*Document excerpt*

>>>>

Weight loss drugs that work through glucagon-like peptide-1 (GLP-1) signalling have become widespread, yet they carry a metabolic cost that is only now being quantified: accelerated bone loss during the weight-loss phase. A competing hypothesis suggests that mitochondrial-derived peptides, particularly MOTS-c (mitochondrial open reading frame of the 12S rRNA-c), might preserve bone density through a fundamentally different mechanism. This article examines what current research shows about these two approaches, where the evidence is strongest, and where claims about bone preservation remain speculative.
The Misconception: MOTS-c as a Bone-Sparing Alternative to GLP-1
A growing narrative in longevity and metabolic health circles suggests that mitochondrial peptides like MOTS-c represent a superior path to weight loss because they preserve bone density while GLP-1 drugs do not. The implication is that MOTS-c works on bone through a distinct biological pathway, making it a direct competitor to GLP-1 therapy. This framing is appealing because it offers a solution to a real problem: GLP-1 drugs do appear to increase fracture risk in some populations during rapid weight loss. However, the evidence for MOTS-c as a bone-protective agent in humans is substantially thinner than the marketing around it suggests.

<<<<

Saved data entries:
>>>>

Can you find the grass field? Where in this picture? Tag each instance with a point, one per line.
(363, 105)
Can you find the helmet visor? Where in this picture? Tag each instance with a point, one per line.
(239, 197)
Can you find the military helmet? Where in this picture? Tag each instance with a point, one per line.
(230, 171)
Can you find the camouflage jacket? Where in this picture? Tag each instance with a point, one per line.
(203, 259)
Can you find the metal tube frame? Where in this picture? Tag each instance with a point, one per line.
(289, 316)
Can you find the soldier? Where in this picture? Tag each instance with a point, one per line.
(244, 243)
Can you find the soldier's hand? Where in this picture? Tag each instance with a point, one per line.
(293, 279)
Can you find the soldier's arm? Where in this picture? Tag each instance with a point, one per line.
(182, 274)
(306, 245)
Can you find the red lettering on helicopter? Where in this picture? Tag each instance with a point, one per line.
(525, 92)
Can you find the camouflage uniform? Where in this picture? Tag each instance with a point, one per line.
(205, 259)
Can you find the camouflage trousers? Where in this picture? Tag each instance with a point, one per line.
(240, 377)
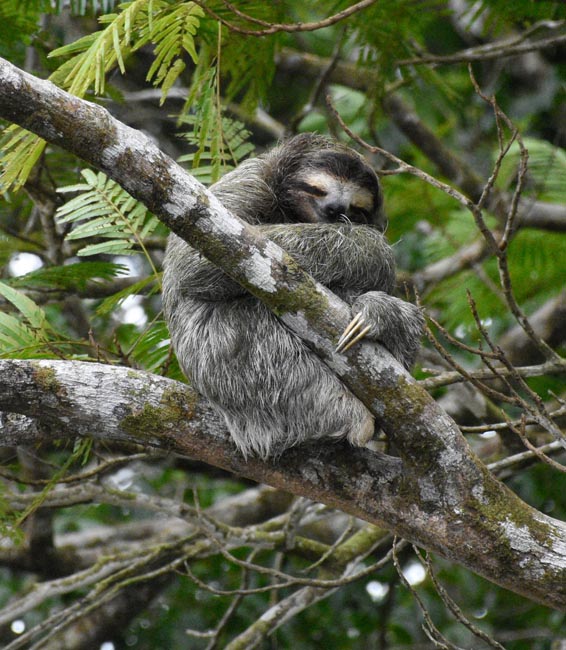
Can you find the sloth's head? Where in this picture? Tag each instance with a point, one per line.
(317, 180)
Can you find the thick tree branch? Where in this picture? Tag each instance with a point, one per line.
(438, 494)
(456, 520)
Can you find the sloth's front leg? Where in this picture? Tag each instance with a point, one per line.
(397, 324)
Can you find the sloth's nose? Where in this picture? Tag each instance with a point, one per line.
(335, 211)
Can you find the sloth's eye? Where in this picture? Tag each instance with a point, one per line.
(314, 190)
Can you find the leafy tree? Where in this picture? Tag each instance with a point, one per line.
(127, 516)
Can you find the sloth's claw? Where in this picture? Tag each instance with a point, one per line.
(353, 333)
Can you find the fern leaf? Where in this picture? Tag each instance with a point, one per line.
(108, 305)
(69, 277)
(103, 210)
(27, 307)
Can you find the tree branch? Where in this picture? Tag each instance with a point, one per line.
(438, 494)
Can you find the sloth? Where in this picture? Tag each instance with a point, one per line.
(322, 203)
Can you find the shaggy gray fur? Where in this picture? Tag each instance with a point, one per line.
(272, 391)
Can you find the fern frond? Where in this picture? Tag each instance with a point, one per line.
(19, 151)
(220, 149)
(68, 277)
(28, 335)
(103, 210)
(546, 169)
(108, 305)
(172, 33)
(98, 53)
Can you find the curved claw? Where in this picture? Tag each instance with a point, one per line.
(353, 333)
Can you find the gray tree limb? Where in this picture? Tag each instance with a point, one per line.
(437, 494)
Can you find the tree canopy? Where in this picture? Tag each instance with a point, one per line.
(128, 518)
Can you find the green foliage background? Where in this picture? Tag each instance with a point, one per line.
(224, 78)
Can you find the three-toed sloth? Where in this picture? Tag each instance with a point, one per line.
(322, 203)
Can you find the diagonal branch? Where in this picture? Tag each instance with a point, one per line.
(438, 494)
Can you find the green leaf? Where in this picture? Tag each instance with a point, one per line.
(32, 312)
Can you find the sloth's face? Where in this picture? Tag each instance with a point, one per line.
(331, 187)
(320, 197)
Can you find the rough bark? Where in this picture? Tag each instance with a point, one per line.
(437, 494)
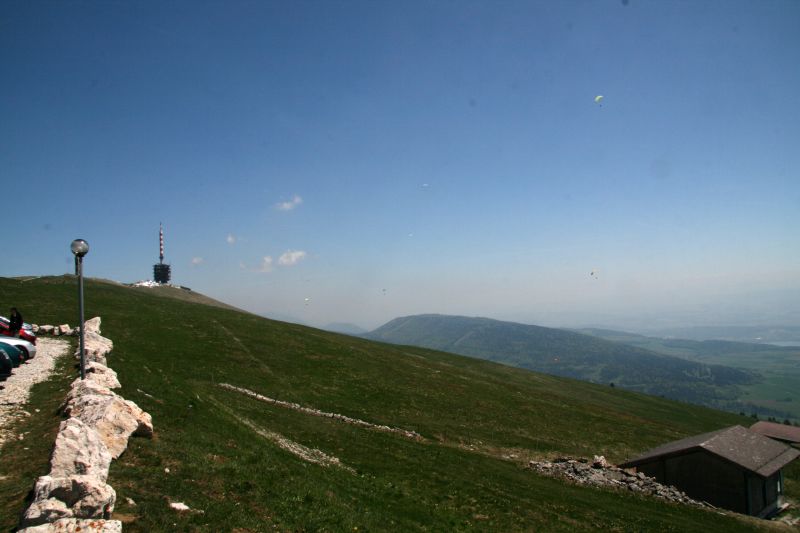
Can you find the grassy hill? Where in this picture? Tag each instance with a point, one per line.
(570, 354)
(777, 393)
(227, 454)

<<<<
>>>>

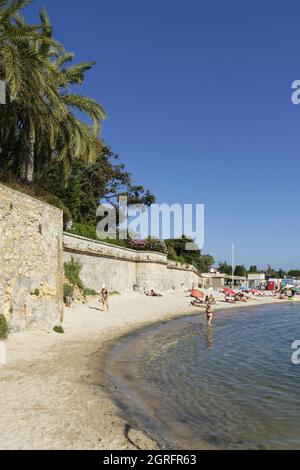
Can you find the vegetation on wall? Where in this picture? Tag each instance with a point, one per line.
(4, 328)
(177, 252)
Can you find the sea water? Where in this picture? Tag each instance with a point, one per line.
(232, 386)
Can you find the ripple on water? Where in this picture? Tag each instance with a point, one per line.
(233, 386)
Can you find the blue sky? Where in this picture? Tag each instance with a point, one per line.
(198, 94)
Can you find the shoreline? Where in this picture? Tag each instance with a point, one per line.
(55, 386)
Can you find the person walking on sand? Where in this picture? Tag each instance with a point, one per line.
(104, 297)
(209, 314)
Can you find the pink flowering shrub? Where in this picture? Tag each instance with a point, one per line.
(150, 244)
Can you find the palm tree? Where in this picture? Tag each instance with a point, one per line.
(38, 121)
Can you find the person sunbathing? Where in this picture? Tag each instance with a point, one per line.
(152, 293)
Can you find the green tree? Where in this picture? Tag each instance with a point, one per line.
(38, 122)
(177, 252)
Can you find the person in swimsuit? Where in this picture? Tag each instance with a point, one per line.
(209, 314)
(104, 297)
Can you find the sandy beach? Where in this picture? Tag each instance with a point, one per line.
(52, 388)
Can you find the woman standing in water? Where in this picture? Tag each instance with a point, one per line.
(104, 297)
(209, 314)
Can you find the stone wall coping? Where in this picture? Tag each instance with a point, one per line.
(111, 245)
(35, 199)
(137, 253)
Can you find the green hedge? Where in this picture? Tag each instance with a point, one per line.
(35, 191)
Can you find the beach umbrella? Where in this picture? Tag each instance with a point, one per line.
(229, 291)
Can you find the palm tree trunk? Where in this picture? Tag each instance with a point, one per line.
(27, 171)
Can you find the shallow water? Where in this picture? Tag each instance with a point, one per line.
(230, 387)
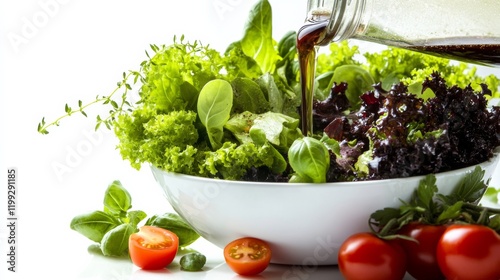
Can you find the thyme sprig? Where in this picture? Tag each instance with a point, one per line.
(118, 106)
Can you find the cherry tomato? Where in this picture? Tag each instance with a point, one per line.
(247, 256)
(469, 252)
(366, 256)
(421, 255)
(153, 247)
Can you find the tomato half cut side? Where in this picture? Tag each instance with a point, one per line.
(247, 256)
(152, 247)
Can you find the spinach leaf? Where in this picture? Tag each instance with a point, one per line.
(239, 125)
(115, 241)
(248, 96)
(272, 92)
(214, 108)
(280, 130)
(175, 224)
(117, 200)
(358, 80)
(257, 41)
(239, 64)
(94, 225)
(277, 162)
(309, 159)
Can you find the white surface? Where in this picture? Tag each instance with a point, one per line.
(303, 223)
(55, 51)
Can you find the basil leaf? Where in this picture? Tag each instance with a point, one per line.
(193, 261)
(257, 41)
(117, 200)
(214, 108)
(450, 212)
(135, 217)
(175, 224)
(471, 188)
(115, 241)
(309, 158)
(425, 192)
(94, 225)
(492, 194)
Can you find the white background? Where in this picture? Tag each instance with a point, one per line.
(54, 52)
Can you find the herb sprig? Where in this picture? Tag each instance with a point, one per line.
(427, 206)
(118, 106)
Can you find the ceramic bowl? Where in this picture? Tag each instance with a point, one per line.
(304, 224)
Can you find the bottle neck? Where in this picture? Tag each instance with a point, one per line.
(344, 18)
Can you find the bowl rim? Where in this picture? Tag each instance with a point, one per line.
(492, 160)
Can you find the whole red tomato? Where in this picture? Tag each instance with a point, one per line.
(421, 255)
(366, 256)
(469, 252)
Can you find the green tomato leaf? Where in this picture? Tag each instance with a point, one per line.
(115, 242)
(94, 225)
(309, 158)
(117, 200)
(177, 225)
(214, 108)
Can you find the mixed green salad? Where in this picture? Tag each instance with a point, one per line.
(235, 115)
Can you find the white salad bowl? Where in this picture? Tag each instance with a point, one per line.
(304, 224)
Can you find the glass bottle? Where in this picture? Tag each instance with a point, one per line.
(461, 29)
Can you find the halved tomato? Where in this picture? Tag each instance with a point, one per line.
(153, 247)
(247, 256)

<<<<

*Problem set*
a) According to the article, what does the name MOTS-c stand for?
b) Rewrite the article's passage between "The Misconception: MOTS-c" and "around it suggests.", inclusive, swapping "marketing" for "promotion".

*Outputs for the tasks*
a) Mitochondrial open reading frame of the 12S rRNA-c.

b)
The Misconception: MOTS-c as a Bone-Sparing Alternative to GLP-1
A growing narrative in longevity and metabolic health circles suggests that mitochondrial peptides like MOTS-c represent a superior path to weight loss because they preserve bone density while GLP-1 drugs do not. The implication is that MOTS-c works on bone through a distinct biological pathway, making it a direct competitor to GLP-1 therapy. This framing is appealing because it offers a solution to a real problem: GLP-1 drugs do appear to increase fracture risk in some populations during rapid weight loss. However, the evidence for MOTS-c as a bone-protective agent in humans is substantially thinner than the promotion around it suggests.